(What you have to do):
Count how many lines in the records below contain the string "WHERE", with case counting, and reply with only that number.

--- Start Supplied records ---

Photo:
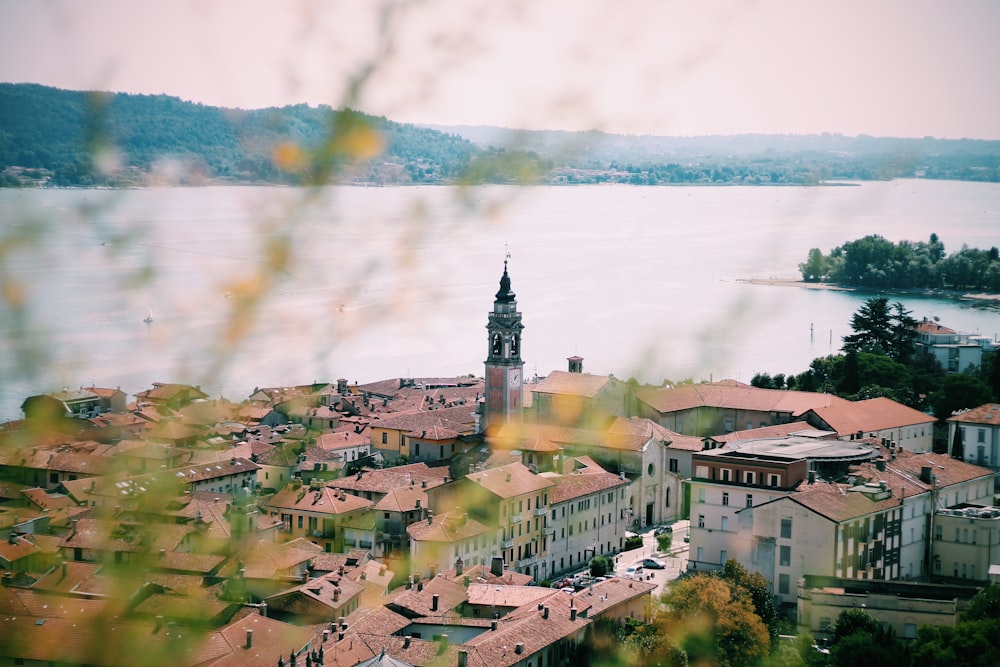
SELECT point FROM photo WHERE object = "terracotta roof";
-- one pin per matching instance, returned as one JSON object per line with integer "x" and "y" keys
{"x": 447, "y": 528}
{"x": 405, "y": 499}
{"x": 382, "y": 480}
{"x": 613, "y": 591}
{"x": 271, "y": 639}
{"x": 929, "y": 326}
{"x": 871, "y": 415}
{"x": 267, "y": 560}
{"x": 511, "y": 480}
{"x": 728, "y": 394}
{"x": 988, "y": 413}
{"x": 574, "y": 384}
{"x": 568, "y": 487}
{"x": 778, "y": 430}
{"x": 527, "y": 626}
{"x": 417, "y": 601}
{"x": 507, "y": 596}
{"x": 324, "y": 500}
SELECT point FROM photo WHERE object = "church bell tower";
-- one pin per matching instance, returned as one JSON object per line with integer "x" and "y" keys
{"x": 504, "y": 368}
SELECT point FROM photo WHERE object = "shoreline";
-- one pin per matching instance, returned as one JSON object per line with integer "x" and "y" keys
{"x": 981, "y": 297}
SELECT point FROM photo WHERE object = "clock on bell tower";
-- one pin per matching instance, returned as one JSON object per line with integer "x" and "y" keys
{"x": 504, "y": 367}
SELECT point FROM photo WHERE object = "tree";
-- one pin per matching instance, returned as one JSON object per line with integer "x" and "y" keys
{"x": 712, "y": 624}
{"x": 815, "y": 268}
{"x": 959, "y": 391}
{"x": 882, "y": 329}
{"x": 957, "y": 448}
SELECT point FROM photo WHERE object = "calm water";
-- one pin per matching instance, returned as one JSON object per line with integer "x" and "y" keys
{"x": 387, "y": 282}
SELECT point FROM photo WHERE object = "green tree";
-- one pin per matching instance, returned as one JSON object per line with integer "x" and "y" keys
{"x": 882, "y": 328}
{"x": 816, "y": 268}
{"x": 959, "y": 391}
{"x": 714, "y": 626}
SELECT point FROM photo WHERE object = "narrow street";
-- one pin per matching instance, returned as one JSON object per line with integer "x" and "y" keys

--- End Supplied records ---

(Exercise output):
8